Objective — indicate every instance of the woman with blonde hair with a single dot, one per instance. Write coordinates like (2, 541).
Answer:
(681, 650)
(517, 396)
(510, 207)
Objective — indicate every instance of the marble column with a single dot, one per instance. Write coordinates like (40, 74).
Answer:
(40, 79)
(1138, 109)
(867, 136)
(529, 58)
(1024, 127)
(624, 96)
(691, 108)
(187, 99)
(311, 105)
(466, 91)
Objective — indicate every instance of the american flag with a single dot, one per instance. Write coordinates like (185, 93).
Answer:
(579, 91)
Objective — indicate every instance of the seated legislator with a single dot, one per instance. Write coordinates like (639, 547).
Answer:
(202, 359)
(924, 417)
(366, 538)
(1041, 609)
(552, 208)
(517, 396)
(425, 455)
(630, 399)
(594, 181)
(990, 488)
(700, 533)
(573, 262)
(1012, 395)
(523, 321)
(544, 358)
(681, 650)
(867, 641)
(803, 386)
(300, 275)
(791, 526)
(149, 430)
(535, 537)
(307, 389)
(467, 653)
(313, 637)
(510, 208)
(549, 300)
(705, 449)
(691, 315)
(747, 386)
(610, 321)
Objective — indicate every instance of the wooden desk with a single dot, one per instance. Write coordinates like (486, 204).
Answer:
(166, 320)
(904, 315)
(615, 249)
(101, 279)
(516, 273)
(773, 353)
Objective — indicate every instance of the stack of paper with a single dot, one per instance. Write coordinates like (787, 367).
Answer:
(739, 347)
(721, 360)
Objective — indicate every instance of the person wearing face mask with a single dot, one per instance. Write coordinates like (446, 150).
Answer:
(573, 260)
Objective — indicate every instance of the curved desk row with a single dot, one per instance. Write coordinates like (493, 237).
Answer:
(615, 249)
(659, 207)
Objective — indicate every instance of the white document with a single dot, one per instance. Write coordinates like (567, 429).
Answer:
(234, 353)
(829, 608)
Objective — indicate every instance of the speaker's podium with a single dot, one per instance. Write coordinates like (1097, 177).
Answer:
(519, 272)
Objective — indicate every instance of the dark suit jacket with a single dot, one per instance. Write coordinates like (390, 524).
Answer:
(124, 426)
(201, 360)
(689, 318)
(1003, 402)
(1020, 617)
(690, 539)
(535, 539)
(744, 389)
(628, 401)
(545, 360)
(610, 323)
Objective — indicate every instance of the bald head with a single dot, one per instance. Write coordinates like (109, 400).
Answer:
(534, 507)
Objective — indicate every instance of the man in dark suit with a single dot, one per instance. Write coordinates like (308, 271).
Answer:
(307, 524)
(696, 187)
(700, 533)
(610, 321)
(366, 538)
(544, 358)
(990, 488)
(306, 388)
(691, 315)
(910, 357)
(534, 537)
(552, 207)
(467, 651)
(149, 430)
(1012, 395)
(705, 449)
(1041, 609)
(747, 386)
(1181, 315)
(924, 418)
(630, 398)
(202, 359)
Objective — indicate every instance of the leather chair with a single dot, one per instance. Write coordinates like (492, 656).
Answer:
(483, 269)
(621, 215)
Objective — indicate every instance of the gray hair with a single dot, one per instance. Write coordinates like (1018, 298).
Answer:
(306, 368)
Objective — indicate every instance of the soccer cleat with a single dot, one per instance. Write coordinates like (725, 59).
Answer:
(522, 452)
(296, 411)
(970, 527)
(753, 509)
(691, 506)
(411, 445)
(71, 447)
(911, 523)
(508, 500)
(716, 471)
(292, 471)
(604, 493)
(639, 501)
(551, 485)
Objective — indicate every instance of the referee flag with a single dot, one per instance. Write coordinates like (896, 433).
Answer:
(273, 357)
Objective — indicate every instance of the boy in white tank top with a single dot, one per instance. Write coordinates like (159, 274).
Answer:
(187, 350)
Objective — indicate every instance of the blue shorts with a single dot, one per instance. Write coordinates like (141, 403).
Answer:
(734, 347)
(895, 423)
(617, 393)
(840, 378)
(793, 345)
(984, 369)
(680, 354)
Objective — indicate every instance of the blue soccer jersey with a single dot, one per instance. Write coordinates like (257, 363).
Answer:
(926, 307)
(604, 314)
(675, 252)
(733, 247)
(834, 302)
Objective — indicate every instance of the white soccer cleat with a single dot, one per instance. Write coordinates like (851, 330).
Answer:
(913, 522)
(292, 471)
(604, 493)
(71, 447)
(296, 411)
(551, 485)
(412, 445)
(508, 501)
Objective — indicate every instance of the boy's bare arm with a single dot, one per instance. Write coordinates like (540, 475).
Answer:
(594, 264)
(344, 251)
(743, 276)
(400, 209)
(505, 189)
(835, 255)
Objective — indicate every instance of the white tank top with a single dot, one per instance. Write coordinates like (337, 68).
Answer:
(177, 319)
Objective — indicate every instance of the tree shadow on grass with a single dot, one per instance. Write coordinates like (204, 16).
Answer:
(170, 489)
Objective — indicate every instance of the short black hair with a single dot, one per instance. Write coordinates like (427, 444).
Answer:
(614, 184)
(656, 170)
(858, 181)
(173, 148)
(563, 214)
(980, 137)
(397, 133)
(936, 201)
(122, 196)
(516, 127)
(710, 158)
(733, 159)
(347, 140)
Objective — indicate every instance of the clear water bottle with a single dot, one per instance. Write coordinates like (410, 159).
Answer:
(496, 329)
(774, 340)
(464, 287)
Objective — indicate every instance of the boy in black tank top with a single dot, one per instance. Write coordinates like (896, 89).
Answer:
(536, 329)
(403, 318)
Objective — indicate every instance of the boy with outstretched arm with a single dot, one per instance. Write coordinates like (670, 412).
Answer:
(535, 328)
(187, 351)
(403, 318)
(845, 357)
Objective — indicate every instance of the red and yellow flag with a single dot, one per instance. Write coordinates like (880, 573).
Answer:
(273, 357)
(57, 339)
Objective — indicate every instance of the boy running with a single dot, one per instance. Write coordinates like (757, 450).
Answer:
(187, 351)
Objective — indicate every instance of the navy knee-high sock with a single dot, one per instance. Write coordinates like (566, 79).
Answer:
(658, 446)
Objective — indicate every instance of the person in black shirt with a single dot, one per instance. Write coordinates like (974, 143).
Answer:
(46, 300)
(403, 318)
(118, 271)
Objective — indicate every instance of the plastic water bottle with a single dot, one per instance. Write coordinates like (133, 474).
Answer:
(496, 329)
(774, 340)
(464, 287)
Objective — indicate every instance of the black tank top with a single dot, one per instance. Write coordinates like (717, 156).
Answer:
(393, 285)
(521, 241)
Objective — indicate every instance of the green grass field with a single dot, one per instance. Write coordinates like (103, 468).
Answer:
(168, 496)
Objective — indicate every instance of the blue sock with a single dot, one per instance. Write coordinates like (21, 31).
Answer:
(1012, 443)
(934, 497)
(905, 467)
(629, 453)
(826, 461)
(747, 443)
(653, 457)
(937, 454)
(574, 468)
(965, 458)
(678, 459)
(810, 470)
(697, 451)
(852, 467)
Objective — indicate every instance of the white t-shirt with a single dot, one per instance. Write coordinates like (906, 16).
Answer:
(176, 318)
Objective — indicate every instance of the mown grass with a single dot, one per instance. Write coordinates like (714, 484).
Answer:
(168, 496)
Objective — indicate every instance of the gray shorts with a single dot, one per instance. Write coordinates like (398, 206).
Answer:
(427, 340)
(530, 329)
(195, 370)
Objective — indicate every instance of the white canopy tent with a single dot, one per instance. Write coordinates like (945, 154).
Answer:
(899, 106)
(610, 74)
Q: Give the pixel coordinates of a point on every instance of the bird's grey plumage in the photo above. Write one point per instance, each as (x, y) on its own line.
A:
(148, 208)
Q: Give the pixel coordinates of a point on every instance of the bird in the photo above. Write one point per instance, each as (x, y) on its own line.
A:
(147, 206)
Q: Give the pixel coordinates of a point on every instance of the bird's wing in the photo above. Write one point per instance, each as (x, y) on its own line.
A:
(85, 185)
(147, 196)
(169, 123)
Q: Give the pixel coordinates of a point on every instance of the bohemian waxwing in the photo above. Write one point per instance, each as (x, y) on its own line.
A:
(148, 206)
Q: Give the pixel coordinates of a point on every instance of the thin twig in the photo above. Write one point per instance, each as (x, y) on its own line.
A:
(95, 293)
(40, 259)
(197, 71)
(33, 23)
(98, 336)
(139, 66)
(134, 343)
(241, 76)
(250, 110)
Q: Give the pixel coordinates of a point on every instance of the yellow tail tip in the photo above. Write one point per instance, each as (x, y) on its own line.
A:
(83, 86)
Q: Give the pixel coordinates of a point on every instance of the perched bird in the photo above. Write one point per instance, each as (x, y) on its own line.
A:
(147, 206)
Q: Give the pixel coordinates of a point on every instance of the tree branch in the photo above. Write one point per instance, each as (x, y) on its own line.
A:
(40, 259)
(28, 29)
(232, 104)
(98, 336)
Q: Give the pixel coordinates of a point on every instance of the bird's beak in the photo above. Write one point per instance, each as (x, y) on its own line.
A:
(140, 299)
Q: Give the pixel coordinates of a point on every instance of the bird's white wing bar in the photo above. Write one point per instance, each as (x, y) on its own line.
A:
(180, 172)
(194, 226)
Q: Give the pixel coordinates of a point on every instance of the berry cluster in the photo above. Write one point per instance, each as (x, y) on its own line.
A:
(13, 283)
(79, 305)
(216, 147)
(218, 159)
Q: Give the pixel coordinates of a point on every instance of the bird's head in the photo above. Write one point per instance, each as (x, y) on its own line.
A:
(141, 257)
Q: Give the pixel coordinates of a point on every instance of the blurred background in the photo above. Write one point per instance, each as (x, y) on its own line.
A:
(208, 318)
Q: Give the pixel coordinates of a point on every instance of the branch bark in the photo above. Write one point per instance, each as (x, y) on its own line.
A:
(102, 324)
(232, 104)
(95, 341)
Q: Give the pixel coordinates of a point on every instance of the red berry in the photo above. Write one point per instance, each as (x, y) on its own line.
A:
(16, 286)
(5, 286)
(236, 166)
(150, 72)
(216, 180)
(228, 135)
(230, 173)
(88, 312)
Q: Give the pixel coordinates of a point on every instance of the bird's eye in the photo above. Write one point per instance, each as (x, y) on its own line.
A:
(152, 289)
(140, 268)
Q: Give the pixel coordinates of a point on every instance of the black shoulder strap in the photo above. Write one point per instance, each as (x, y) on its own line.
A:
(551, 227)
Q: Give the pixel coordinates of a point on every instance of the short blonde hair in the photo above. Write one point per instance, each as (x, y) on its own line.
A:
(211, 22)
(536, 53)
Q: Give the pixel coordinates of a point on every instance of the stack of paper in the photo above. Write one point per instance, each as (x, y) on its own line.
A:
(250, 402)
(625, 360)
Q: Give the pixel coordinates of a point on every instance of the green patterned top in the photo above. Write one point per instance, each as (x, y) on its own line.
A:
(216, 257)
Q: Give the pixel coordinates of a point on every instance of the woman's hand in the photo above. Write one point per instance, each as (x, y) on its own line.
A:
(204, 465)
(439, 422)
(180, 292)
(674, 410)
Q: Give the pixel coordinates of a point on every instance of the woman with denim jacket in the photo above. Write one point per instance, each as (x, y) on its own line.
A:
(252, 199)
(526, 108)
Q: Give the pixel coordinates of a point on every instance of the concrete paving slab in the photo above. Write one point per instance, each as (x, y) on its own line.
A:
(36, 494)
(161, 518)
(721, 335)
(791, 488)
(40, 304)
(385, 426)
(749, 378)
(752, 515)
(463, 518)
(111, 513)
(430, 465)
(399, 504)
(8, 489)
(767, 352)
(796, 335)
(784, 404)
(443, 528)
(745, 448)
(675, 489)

• • • • • • •

Filter the entries down to the lines with the word "person" in them.

Objective — indicate every instance of the person wearing face mask with a single dot, one per instance. Write coordinates like (446, 150).
Objective — indicate every instance of the person in black shirt with a single dot, one per instance. Write coordinates like (974, 143).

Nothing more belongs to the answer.